** START OF DATASET ROWS **

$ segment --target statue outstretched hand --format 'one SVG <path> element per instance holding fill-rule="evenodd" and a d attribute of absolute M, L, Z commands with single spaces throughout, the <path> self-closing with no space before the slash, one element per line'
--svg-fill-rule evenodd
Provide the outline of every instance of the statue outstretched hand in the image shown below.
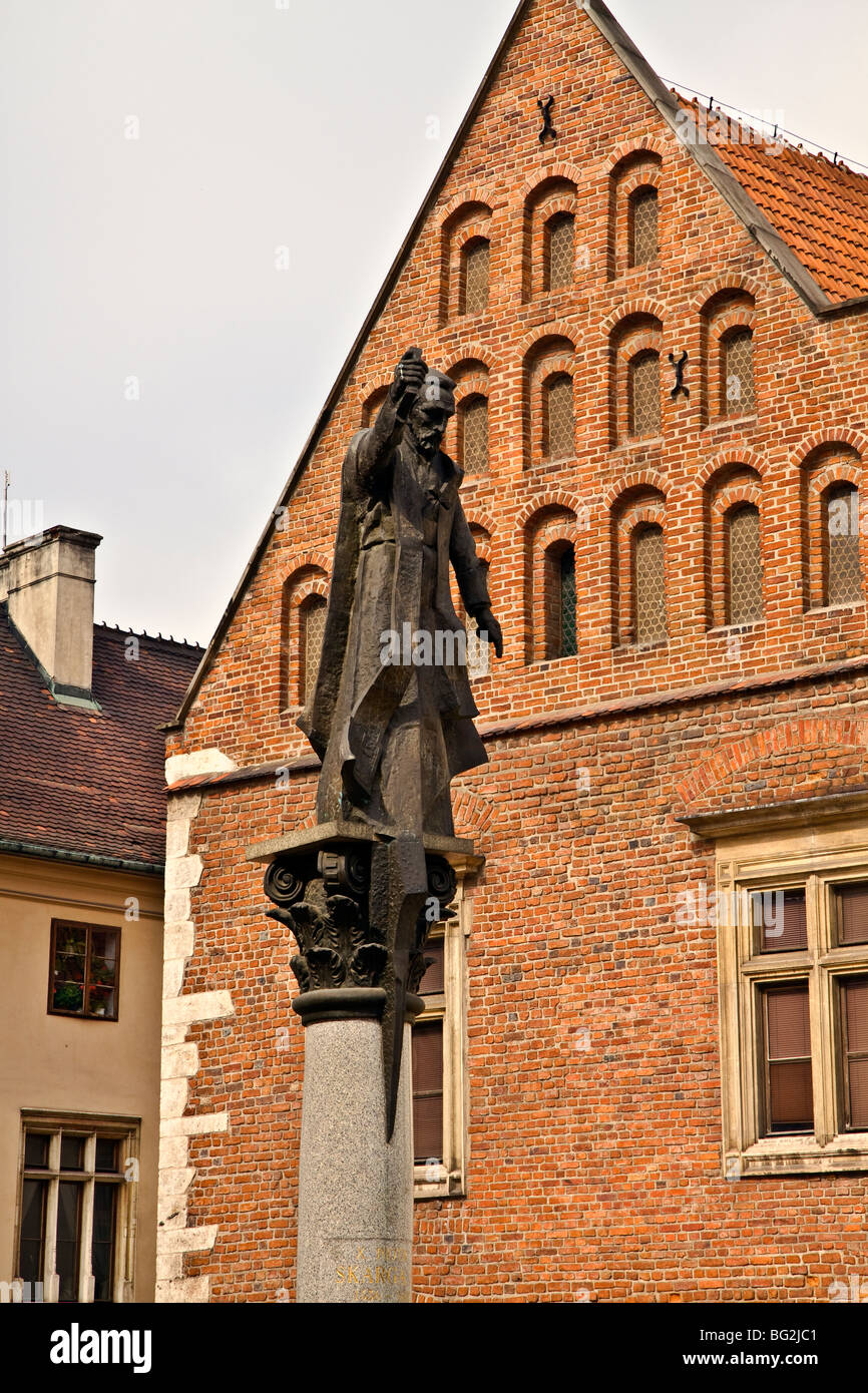
<path fill-rule="evenodd" d="M 476 625 L 476 632 L 485 634 L 489 644 L 495 645 L 495 652 L 497 657 L 503 657 L 503 630 L 500 628 L 500 624 L 492 614 L 490 609 L 485 607 L 476 610 L 476 613 L 474 614 L 474 623 Z"/>

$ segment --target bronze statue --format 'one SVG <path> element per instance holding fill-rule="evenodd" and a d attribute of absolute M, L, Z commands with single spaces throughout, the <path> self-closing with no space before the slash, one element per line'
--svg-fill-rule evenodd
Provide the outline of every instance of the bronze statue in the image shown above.
<path fill-rule="evenodd" d="M 497 657 L 503 637 L 458 497 L 463 471 L 440 450 L 453 393 L 410 348 L 344 460 L 319 676 L 298 720 L 322 759 L 319 823 L 453 836 L 450 780 L 488 759 L 450 564 Z"/>

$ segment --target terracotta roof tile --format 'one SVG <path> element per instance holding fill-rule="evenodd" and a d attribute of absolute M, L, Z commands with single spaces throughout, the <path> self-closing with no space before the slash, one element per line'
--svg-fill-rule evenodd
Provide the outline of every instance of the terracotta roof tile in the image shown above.
<path fill-rule="evenodd" d="M 684 107 L 695 102 L 681 98 Z M 722 141 L 716 150 L 829 299 L 868 295 L 868 176 L 783 142 Z"/>
<path fill-rule="evenodd" d="M 99 712 L 54 702 L 0 605 L 0 839 L 159 866 L 164 736 L 201 648 L 93 628 Z"/>

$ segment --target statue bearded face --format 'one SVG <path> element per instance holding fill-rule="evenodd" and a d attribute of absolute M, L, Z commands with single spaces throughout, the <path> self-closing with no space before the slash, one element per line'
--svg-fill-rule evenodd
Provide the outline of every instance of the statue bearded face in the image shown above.
<path fill-rule="evenodd" d="M 439 401 L 415 401 L 410 412 L 408 426 L 417 449 L 425 460 L 432 460 L 440 449 L 440 442 L 446 433 L 449 418 L 453 415 L 450 407 Z"/>

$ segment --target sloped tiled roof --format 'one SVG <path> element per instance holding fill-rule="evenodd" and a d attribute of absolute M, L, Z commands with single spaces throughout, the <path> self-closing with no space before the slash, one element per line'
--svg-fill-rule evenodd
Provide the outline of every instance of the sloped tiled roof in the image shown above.
<path fill-rule="evenodd" d="M 684 107 L 697 107 L 683 100 Z M 762 142 L 747 125 L 716 150 L 829 299 L 868 295 L 868 176 L 825 155 Z"/>
<path fill-rule="evenodd" d="M 156 868 L 166 851 L 164 734 L 202 649 L 93 628 L 99 712 L 59 705 L 0 605 L 0 850 L 50 850 Z"/>

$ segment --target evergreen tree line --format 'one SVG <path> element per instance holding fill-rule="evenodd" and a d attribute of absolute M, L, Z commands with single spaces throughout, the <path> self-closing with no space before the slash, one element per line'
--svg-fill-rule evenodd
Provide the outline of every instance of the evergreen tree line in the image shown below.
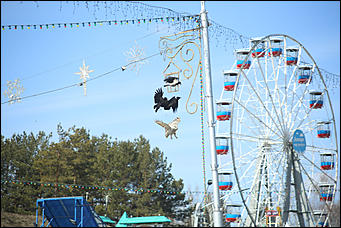
<path fill-rule="evenodd" d="M 132 216 L 165 215 L 185 221 L 190 202 L 185 194 L 147 191 L 119 191 L 9 184 L 5 181 L 33 181 L 126 189 L 183 190 L 175 180 L 171 164 L 157 147 L 151 148 L 142 135 L 133 141 L 112 140 L 106 134 L 90 137 L 84 127 L 64 130 L 57 126 L 59 142 L 52 133 L 40 131 L 1 135 L 1 210 L 32 214 L 39 198 L 86 196 L 99 215 L 118 220 L 124 211 Z M 108 196 L 108 204 L 105 199 Z"/>

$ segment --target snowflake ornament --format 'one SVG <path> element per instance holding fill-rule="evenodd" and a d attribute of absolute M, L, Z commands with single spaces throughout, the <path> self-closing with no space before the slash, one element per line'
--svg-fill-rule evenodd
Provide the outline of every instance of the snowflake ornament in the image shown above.
<path fill-rule="evenodd" d="M 20 80 L 16 79 L 14 82 L 7 81 L 7 90 L 4 92 L 5 96 L 9 98 L 9 105 L 14 102 L 21 102 L 20 94 L 24 91 L 24 87 L 20 85 Z"/>
<path fill-rule="evenodd" d="M 83 60 L 83 67 L 79 67 L 80 72 L 77 72 L 75 74 L 79 74 L 81 77 L 80 79 L 83 79 L 83 82 L 80 83 L 80 86 L 83 86 L 84 88 L 84 96 L 86 96 L 86 79 L 90 78 L 89 73 L 93 72 L 94 70 L 89 70 L 89 66 L 85 66 L 85 61 Z"/>
<path fill-rule="evenodd" d="M 127 67 L 125 69 L 130 69 L 131 71 L 135 71 L 136 74 L 140 72 L 140 69 L 143 64 L 148 63 L 147 60 L 144 60 L 144 49 L 140 48 L 136 41 L 135 41 L 135 47 L 130 48 L 129 51 L 124 53 L 125 56 L 127 56 Z"/>

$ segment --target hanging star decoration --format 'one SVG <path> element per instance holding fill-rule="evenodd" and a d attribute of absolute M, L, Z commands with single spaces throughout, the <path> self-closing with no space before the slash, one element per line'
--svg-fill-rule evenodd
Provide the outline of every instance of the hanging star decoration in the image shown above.
<path fill-rule="evenodd" d="M 142 65 L 148 63 L 147 60 L 144 60 L 144 49 L 140 48 L 136 41 L 135 46 L 130 48 L 129 51 L 124 53 L 127 56 L 128 64 L 125 69 L 130 69 L 131 71 L 135 71 L 136 74 L 139 74 Z"/>
<path fill-rule="evenodd" d="M 7 90 L 4 92 L 5 96 L 9 98 L 9 105 L 14 102 L 21 102 L 20 94 L 24 91 L 24 87 L 20 85 L 20 80 L 16 79 L 13 82 L 7 81 Z"/>
<path fill-rule="evenodd" d="M 81 82 L 79 85 L 83 86 L 84 88 L 84 96 L 86 96 L 86 79 L 90 78 L 89 73 L 93 72 L 94 70 L 89 70 L 89 66 L 85 66 L 85 61 L 83 60 L 83 67 L 79 67 L 80 72 L 77 72 L 75 74 L 79 74 L 81 77 L 80 79 L 83 79 L 83 82 Z"/>

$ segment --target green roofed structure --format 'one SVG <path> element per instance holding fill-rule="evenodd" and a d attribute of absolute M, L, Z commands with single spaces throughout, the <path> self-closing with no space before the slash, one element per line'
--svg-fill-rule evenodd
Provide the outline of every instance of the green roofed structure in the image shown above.
<path fill-rule="evenodd" d="M 147 216 L 147 217 L 133 217 L 128 218 L 127 213 L 124 212 L 120 220 L 118 221 L 116 227 L 128 227 L 137 224 L 148 224 L 148 223 L 168 223 L 171 222 L 165 216 Z"/>
<path fill-rule="evenodd" d="M 107 224 L 107 225 L 114 225 L 116 222 L 111 220 L 109 217 L 106 217 L 106 216 L 99 216 L 102 221 Z"/>

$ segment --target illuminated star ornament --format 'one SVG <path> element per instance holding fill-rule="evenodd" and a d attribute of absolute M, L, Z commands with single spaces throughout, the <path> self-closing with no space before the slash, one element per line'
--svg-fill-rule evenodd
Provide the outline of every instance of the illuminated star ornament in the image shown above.
<path fill-rule="evenodd" d="M 20 80 L 16 79 L 14 82 L 7 81 L 7 90 L 4 92 L 5 96 L 9 98 L 9 105 L 14 102 L 21 102 L 20 94 L 24 91 L 24 87 L 20 85 Z"/>
<path fill-rule="evenodd" d="M 136 74 L 139 73 L 141 67 L 143 64 L 148 63 L 147 60 L 144 60 L 144 50 L 143 48 L 140 48 L 136 41 L 135 41 L 135 47 L 130 48 L 129 51 L 124 53 L 125 56 L 127 56 L 127 69 L 130 69 L 132 71 L 136 71 Z"/>
<path fill-rule="evenodd" d="M 94 70 L 89 70 L 89 66 L 85 66 L 85 61 L 83 60 L 83 67 L 80 67 L 80 72 L 77 72 L 75 74 L 79 74 L 81 77 L 80 79 L 83 79 L 83 82 L 81 82 L 79 85 L 83 86 L 84 88 L 84 96 L 86 96 L 86 79 L 90 78 L 89 73 L 93 72 Z"/>

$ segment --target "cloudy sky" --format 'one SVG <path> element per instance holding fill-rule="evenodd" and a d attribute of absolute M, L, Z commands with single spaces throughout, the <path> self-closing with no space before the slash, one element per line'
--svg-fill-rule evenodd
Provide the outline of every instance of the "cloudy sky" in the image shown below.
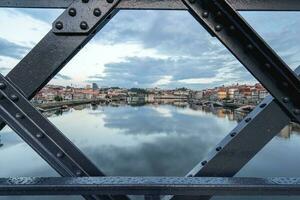
<path fill-rule="evenodd" d="M 0 9 L 0 72 L 7 74 L 62 12 Z M 241 14 L 292 69 L 300 65 L 300 13 Z M 255 80 L 189 13 L 120 11 L 51 81 L 75 86 L 91 82 L 203 89 Z"/>

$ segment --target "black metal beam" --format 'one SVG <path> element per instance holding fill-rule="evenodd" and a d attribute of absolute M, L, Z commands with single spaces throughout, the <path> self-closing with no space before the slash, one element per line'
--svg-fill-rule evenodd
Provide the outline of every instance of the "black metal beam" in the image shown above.
<path fill-rule="evenodd" d="M 290 118 L 266 98 L 187 177 L 233 177 L 286 125 Z M 165 200 L 208 200 L 211 196 L 166 196 Z"/>
<path fill-rule="evenodd" d="M 183 0 L 189 12 L 247 68 L 295 121 L 300 122 L 300 80 L 226 0 Z"/>
<path fill-rule="evenodd" d="M 300 178 L 1 178 L 0 195 L 300 195 Z"/>
<path fill-rule="evenodd" d="M 44 39 L 7 75 L 1 77 L 6 87 L 2 92 L 17 94 L 18 104 L 11 104 L 9 94 L 1 102 L 1 124 L 9 125 L 62 176 L 103 176 L 58 129 L 45 119 L 27 102 L 37 91 L 47 84 L 53 76 L 117 13 L 114 7 L 118 1 L 107 3 L 101 16 L 94 16 L 99 21 L 90 27 L 85 35 L 56 35 L 49 32 Z M 85 6 L 85 4 L 83 4 Z M 68 12 L 66 10 L 65 12 Z M 23 96 L 24 95 L 24 96 Z M 20 103 L 22 102 L 22 103 Z M 6 103 L 6 104 L 5 104 Z M 21 106 L 21 107 L 18 107 Z M 7 110 L 7 108 L 9 108 Z M 12 113 L 18 111 L 22 116 L 21 124 Z M 27 123 L 26 123 L 27 122 Z M 62 156 L 62 157 L 61 157 Z M 98 197 L 87 197 L 98 199 Z M 114 199 L 115 197 L 100 197 Z M 128 199 L 116 197 L 116 199 Z"/>
<path fill-rule="evenodd" d="M 104 176 L 85 155 L 0 74 L 0 116 L 62 176 Z M 110 197 L 100 197 L 104 200 Z M 86 197 L 96 200 L 98 197 Z M 117 198 L 124 199 L 127 198 Z"/>
<path fill-rule="evenodd" d="M 67 8 L 73 0 L 1 0 L 0 7 Z M 298 0 L 228 0 L 240 11 L 299 11 Z M 187 10 L 181 0 L 122 0 L 118 9 Z"/>

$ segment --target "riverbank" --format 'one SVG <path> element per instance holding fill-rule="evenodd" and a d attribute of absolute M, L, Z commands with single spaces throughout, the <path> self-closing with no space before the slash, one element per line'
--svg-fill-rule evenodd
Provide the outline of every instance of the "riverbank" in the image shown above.
<path fill-rule="evenodd" d="M 70 101 L 56 101 L 56 102 L 47 102 L 47 103 L 33 103 L 33 105 L 41 111 L 56 110 L 61 108 L 66 108 L 68 106 L 76 106 L 82 104 L 90 103 L 101 103 L 103 100 L 92 100 L 92 99 L 83 99 L 83 100 L 70 100 Z"/>

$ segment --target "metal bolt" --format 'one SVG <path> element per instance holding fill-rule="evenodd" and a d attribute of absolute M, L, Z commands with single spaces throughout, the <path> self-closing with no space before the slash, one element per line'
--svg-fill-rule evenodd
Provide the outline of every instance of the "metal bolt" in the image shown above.
<path fill-rule="evenodd" d="M 76 176 L 81 176 L 82 175 L 82 171 L 81 170 L 77 170 L 76 171 Z"/>
<path fill-rule="evenodd" d="M 23 119 L 23 118 L 24 118 L 24 115 L 21 114 L 21 113 L 17 113 L 17 114 L 16 114 L 16 118 L 17 118 L 17 119 Z"/>
<path fill-rule="evenodd" d="M 250 122 L 251 121 L 251 118 L 249 117 L 249 118 L 247 118 L 247 119 L 245 119 L 245 122 Z"/>
<path fill-rule="evenodd" d="M 96 17 L 99 17 L 99 16 L 101 15 L 101 10 L 100 10 L 99 8 L 95 8 L 95 9 L 94 9 L 94 15 L 95 15 Z"/>
<path fill-rule="evenodd" d="M 70 15 L 70 16 L 74 17 L 74 16 L 76 16 L 76 14 L 77 14 L 77 12 L 76 12 L 76 9 L 75 9 L 75 8 L 70 8 L 70 9 L 69 9 L 69 15 Z"/>
<path fill-rule="evenodd" d="M 13 101 L 18 101 L 19 97 L 15 94 L 12 94 L 12 95 L 10 95 L 10 99 L 13 100 Z"/>
<path fill-rule="evenodd" d="M 217 147 L 216 151 L 221 151 L 222 147 Z"/>
<path fill-rule="evenodd" d="M 218 12 L 217 12 L 217 16 L 218 16 L 218 17 L 221 17 L 221 16 L 222 16 L 222 12 L 221 12 L 221 11 L 218 11 Z"/>
<path fill-rule="evenodd" d="M 216 26 L 215 26 L 215 30 L 216 31 L 221 31 L 222 30 L 222 25 L 220 25 L 220 24 L 217 24 Z"/>
<path fill-rule="evenodd" d="M 6 88 L 6 84 L 3 83 L 3 82 L 1 82 L 1 83 L 0 83 L 0 90 L 3 90 L 3 89 L 5 89 L 5 88 Z"/>
<path fill-rule="evenodd" d="M 58 21 L 55 23 L 55 28 L 57 28 L 58 30 L 63 29 L 64 25 L 61 21 Z"/>
<path fill-rule="evenodd" d="M 230 136 L 231 136 L 231 137 L 236 136 L 236 132 L 231 133 Z"/>
<path fill-rule="evenodd" d="M 268 69 L 271 69 L 271 65 L 269 63 L 266 63 L 265 67 L 268 68 Z"/>
<path fill-rule="evenodd" d="M 204 160 L 204 161 L 201 162 L 201 165 L 202 165 L 202 166 L 204 166 L 204 165 L 206 165 L 206 164 L 207 164 L 207 161 L 206 161 L 206 160 Z"/>
<path fill-rule="evenodd" d="M 81 28 L 82 30 L 86 30 L 86 29 L 89 28 L 89 25 L 88 25 L 85 21 L 82 21 L 82 22 L 80 23 L 80 28 Z"/>
<path fill-rule="evenodd" d="M 252 51 L 252 50 L 253 50 L 252 44 L 247 44 L 246 48 L 247 48 L 247 50 L 249 50 L 249 51 Z"/>
<path fill-rule="evenodd" d="M 289 99 L 288 97 L 283 97 L 283 98 L 282 98 L 282 101 L 283 101 L 284 103 L 288 103 L 288 102 L 290 102 L 290 99 Z"/>
<path fill-rule="evenodd" d="M 235 31 L 235 27 L 234 27 L 233 25 L 231 25 L 231 26 L 229 26 L 229 30 L 230 30 L 231 32 L 233 32 L 233 31 Z"/>
<path fill-rule="evenodd" d="M 283 85 L 284 87 L 289 87 L 289 84 L 288 84 L 287 82 L 282 82 L 282 85 Z"/>
<path fill-rule="evenodd" d="M 58 157 L 58 158 L 62 158 L 63 156 L 64 156 L 64 153 L 61 151 L 56 154 L 56 157 Z"/>
<path fill-rule="evenodd" d="M 267 105 L 266 103 L 263 103 L 263 104 L 261 104 L 259 107 L 260 107 L 260 108 L 264 108 L 264 107 L 266 107 L 266 105 Z"/>
<path fill-rule="evenodd" d="M 300 115 L 300 110 L 299 109 L 295 109 L 294 113 L 295 113 L 295 115 Z"/>
<path fill-rule="evenodd" d="M 36 134 L 35 136 L 36 136 L 37 138 L 43 138 L 43 137 L 44 137 L 44 134 L 38 133 L 38 134 Z"/>
<path fill-rule="evenodd" d="M 202 17 L 208 18 L 208 16 L 209 16 L 209 12 L 204 11 L 204 12 L 202 13 Z"/>

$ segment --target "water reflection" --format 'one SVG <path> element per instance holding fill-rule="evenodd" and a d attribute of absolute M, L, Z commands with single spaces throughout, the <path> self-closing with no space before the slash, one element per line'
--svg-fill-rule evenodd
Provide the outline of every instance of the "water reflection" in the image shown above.
<path fill-rule="evenodd" d="M 184 104 L 81 105 L 45 115 L 102 171 L 122 176 L 183 176 L 243 118 L 232 110 Z M 300 176 L 295 128 L 285 128 L 239 176 Z M 9 128 L 0 143 L 0 176 L 58 176 Z M 296 163 L 284 170 L 282 159 Z"/>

** END OF DATASET ROWS **

§ SET TASK:
Return every line from the start of the rows through the line that contains "476 625 L 476", unchanged, and leave the pictures out of your answer.

§ EXERCISE RESULT:
$ segment --target statue outstretched hand --format 'one SVG <path> element per instance holding fill-rule="evenodd" and a d attribute of absolute M, L, Z commands with single spaces throughout, the <path> self-closing with no space before the slash, one element per line'
--svg-fill-rule evenodd
Provide the outline of every instance of the statue outstretched hand in the image shown below.
<path fill-rule="evenodd" d="M 476 625 L 476 632 L 485 634 L 489 644 L 495 645 L 495 652 L 497 657 L 503 657 L 503 630 L 500 628 L 500 624 L 492 614 L 490 609 L 485 607 L 476 610 L 476 613 L 474 614 L 474 623 Z"/>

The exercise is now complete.